## WHAT YOU WILL DO
For the data that follows, report how many lines contain the word "clicks", and nothing else.

----- DATA TO EXAMINE -----

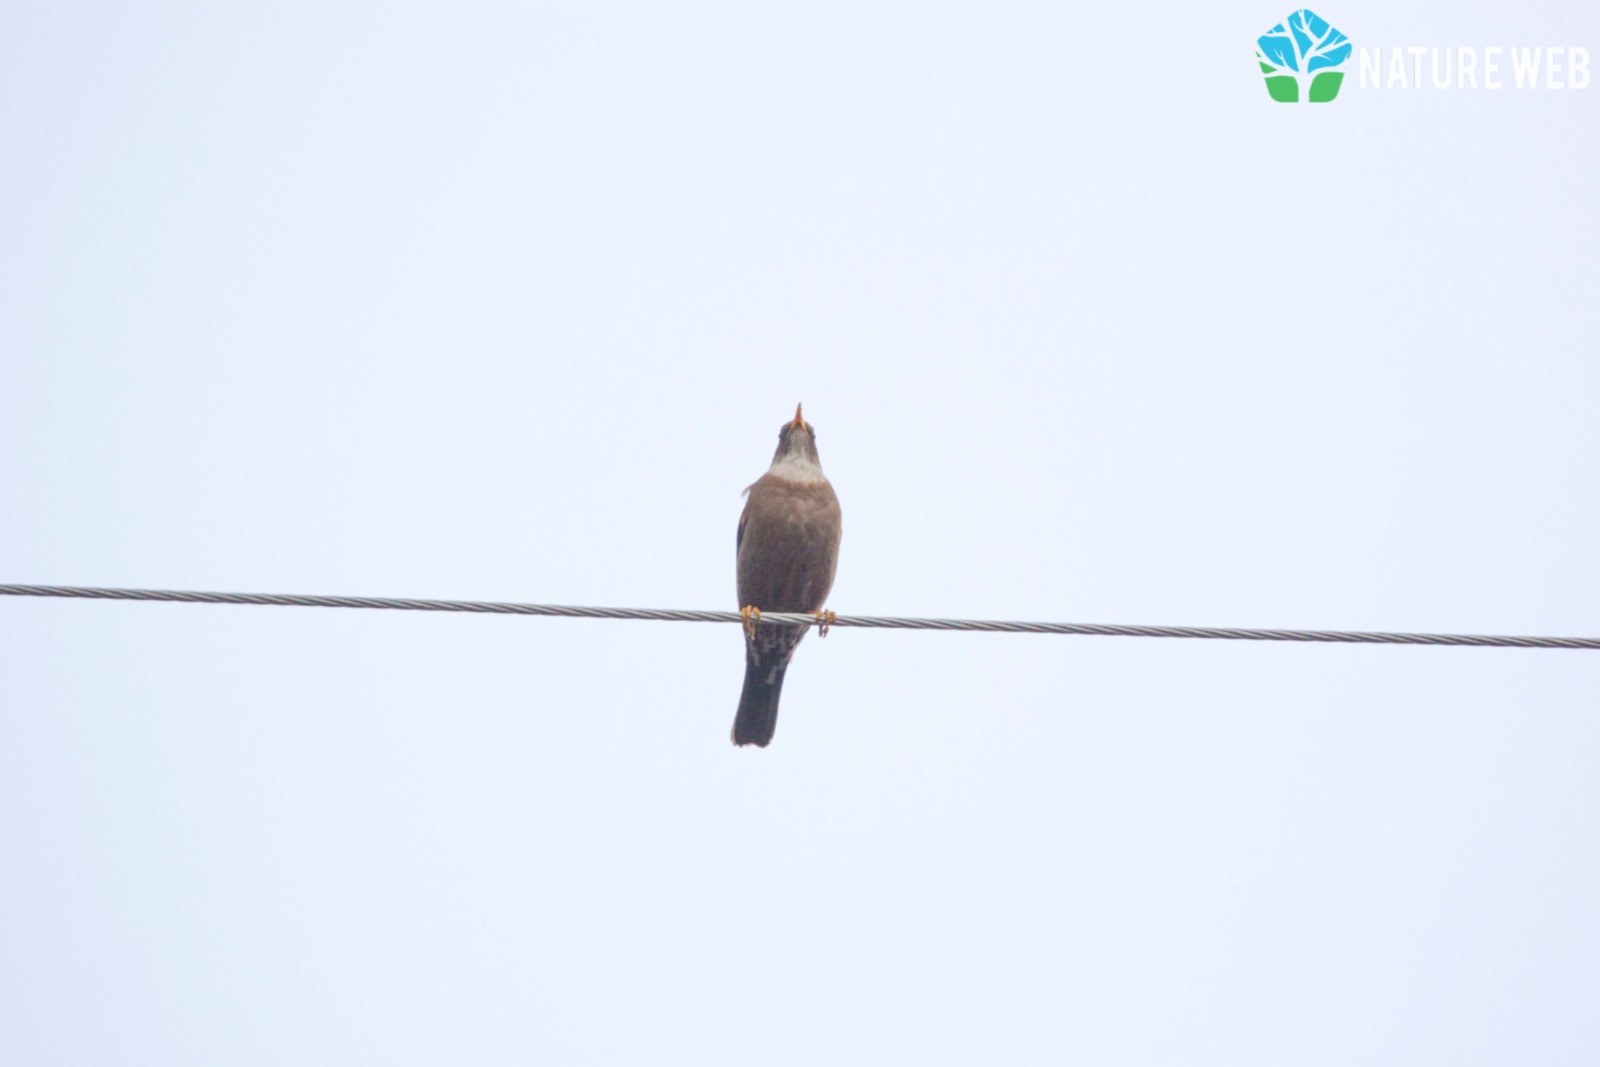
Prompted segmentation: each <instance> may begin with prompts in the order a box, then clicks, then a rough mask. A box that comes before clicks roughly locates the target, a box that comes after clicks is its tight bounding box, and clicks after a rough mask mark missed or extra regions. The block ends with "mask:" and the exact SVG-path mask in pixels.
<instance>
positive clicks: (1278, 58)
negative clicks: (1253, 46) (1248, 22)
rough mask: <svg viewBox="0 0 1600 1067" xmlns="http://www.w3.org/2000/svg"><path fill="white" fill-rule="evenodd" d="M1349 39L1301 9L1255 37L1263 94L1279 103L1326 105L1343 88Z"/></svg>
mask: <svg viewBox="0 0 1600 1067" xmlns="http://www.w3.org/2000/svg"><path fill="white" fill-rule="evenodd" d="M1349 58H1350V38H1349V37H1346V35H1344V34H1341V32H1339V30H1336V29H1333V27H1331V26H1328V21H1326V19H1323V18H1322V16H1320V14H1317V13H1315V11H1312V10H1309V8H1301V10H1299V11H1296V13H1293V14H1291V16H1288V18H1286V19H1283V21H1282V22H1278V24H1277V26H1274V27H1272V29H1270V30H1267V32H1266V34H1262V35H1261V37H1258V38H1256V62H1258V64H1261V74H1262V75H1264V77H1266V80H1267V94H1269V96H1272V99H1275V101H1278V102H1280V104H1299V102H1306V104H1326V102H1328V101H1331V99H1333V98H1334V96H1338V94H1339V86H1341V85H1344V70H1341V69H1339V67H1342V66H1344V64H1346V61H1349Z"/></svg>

-----

## ANSWER SPACE
3